▶ Texte de référence:
※
L’organisation industrielle française depuis 25 ans a valorisé parmi les managers  certaines qualités : savoir définir et contrôler les process adaptés à des chaînes productives longues et à des logiques d’approvisionnement construites sur des interactions multiples, censées s’ajuster au millimètre et à l’heure. Et, en « temps normal », cela marchait le plus souvent.

Mais aujourd’hui l’urgence, pour l’entreprise est de trouver les personnes qui sauront apporter des solutions innovantes avec pragmatisme et sang-froid dans un univers incertain – pour trouver des solutions à court terme et imaginer pour l’après crise, ce que pourraient  être d’autres formes de chaînes productives et logistiques plus souples.

Pour trouver une nouvelle organisation productive, prendre en compte les risques de pénurie dans les calculs économiques, donner sa pleine place à des innovations comme la fabrication additive qui coûtera moins cher en local, réhabiliter des circuits d’approvisionnement courts, il nous faudra penser « hors norme et hors dogme ». De plus, facteur supplémentaire à considérer, il n’est pas certain que la réponse unique soit « on relocalise toute production ici », d’autres solutions que l’Asie du Sud-Est pouvant intervenir en fonction des métiers.

Les dirigeants d’entreprise vont devoir s’adapter. Et pas seulement en matière d’organisation productive, on peut notamment penser aux conséquences de l’irruption massive du télétravail, qui marquera profondément les pratiques managériales et rendra indispensable de donner plus d’autonomie à tous les niveaux, j’y reviendrai à une autre occasion. Or, souvent, du fait de l’ambiance dans laquelle ces dirigeants ont fait leurs armes, ils sont portés par la croyance du processus. Je voudrais me référer à une analyse des comportements managériaux produite par le cabinet MILO Talent (1) : « Certains aiment le Vrai et l’organisé et supportent difficilement l’incertitude. Ils font confiance au temps, sont adeptes des principes de précaution et avancent avec des protocoles validés à chaque étape. A l’opposé, d’autres croient à la réactivité, sur un fond de philosophie managériale « essai-erreur » ; ce sont des pragmatiques, prêts à partir et à tenir au combat. Ils croient à l’action et acceptent de se tromper, en étant convaincus que tout ce qui apporte de la rapidité de réponse est salutaire ».
※
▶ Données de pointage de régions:
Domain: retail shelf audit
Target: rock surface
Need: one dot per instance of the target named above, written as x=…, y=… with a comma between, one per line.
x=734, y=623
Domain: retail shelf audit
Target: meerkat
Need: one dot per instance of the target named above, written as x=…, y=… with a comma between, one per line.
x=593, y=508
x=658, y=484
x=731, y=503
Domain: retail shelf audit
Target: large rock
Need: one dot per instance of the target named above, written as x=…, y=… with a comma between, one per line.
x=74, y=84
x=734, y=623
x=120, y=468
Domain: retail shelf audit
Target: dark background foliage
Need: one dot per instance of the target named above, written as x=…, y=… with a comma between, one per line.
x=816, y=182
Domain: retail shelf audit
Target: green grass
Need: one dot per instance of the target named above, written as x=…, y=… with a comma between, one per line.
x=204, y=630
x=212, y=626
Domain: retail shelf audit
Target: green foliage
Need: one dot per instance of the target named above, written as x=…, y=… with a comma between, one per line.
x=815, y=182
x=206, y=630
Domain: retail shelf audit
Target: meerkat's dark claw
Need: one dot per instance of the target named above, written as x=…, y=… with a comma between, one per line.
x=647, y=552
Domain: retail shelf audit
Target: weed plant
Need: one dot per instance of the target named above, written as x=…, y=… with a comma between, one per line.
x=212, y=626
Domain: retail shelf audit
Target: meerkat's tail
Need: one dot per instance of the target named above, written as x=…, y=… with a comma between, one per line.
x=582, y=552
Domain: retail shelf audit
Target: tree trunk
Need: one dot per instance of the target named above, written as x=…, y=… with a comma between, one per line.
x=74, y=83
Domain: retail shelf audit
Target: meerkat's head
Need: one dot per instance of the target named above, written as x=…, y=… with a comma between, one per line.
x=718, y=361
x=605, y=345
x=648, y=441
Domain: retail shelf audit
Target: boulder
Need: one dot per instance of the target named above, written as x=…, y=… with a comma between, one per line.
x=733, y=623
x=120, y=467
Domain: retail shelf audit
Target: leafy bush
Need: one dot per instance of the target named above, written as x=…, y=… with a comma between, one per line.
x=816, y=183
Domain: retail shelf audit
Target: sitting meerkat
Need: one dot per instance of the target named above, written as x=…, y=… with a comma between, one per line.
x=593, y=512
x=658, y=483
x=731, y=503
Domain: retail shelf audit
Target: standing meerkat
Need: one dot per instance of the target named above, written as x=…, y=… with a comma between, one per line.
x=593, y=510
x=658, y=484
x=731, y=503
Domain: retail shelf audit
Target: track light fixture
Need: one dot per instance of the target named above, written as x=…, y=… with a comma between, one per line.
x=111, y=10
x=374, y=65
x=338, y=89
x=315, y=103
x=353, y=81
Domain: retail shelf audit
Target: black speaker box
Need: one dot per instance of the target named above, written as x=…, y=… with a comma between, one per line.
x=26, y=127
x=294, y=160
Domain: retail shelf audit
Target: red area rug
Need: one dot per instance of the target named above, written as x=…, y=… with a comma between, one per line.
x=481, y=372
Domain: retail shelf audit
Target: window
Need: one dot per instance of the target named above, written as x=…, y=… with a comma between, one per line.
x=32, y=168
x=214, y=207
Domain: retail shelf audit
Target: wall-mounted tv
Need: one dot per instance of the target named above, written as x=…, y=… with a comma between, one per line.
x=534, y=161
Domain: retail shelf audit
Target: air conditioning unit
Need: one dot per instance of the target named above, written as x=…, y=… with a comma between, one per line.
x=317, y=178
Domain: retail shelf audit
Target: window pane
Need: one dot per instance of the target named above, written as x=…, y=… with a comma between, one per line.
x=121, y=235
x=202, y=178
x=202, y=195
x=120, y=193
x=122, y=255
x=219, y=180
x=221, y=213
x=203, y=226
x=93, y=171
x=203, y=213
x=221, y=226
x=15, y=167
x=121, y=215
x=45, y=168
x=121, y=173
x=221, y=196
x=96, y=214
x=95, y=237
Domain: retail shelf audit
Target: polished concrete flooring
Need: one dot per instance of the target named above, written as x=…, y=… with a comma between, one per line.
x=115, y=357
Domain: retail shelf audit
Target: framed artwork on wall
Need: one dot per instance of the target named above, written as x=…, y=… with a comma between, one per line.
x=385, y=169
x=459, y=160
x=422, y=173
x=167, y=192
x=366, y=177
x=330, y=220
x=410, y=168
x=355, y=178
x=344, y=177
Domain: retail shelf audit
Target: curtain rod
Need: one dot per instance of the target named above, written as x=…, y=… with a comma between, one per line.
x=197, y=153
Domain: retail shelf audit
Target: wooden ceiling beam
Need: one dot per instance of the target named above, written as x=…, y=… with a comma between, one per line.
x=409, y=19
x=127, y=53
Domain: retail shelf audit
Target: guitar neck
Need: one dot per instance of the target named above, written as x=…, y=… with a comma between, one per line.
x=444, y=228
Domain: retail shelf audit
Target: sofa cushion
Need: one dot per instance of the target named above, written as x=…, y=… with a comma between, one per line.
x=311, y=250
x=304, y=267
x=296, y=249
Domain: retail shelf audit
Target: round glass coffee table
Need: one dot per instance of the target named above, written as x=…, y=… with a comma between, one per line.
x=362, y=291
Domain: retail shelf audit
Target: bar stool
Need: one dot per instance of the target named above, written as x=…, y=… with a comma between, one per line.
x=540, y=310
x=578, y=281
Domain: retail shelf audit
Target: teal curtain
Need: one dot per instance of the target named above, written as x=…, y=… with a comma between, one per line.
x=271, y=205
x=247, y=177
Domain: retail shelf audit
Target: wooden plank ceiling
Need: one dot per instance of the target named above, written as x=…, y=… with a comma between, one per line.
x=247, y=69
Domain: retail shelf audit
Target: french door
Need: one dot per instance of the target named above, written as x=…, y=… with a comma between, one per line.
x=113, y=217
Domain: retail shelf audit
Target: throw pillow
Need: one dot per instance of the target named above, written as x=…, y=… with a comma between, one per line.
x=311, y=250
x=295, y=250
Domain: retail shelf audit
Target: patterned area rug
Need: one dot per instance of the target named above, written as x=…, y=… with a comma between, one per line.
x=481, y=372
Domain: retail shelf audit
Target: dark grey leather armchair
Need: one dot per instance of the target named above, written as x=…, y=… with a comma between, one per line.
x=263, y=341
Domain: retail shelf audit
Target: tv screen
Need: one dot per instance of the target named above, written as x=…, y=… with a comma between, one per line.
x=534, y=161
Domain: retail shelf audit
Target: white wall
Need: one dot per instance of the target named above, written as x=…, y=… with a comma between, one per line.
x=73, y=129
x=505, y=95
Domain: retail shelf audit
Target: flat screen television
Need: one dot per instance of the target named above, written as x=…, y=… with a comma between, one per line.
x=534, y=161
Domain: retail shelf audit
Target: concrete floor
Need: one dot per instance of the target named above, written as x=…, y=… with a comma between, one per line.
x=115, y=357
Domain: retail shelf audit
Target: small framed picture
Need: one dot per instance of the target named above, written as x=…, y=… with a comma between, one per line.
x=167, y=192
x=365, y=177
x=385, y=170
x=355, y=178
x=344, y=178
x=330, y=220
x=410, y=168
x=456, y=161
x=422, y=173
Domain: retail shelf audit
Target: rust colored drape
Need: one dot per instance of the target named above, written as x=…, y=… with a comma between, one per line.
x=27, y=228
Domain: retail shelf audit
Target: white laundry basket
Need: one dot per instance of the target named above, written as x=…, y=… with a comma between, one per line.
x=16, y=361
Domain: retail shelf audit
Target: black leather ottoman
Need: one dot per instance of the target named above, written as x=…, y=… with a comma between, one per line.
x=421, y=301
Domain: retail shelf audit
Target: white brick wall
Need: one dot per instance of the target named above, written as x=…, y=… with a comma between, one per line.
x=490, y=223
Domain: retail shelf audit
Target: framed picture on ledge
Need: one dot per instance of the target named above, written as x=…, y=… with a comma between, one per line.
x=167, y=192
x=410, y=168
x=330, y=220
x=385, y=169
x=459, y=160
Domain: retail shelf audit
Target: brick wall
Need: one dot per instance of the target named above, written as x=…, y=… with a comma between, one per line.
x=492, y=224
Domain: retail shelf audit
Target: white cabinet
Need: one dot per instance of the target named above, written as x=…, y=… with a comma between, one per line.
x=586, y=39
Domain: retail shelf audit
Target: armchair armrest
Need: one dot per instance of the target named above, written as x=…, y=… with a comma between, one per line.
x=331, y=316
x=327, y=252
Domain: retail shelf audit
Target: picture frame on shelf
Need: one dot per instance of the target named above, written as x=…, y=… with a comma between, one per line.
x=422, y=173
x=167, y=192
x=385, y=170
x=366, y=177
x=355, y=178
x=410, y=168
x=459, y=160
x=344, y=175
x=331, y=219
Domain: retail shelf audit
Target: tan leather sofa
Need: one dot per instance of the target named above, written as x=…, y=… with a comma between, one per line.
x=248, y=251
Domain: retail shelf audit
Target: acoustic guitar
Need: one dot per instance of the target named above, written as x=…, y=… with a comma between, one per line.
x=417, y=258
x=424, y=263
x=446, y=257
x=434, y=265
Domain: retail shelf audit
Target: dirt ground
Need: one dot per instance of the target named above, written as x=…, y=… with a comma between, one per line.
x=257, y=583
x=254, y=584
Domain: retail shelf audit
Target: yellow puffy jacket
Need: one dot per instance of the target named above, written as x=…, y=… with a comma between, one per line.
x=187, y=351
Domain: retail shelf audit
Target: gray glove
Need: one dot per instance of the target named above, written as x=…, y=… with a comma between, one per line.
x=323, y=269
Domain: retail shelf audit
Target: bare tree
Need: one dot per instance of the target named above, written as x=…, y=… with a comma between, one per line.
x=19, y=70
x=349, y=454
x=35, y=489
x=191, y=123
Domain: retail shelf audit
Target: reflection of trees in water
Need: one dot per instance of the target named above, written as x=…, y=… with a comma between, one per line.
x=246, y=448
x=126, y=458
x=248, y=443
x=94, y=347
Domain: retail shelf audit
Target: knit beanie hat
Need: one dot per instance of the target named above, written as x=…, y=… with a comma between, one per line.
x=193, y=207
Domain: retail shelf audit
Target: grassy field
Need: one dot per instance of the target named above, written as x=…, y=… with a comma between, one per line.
※
▶ Série d'exercices:
- 1) Indiquez si chacune des affirmations suivantes concorde avec le texte sur l'organisation industrielle, en répondant par oui ou par non et en citant les mots décisifs du texte. (a) Depuis 25 ans, l'organisation industrielle française a valorisé chez les managers la capacité à définir et contrôler les process. (b) Le texte affirme que la seule réponse est de relocaliser toute la production. (c) La fabrication additive coûtera plus cher en local.
- 2) Dans le texte sur l'organisation industrielle, quel cabinet a produit l'analyse des comportements managériaux citée ?

▶ Corrigé des exercices:
- 1)
(a) Oui : « savoir définir et contrôler les process adaptés à des chaînes productives longues ».
(b) Non : “il n’est pas certain que la réponse unique soit « on relocalise toute production ici »”.
(c) Non : « la fabrication additive qui coûtera moins cher en local ».

- 2) Le cabinet MILO Talent.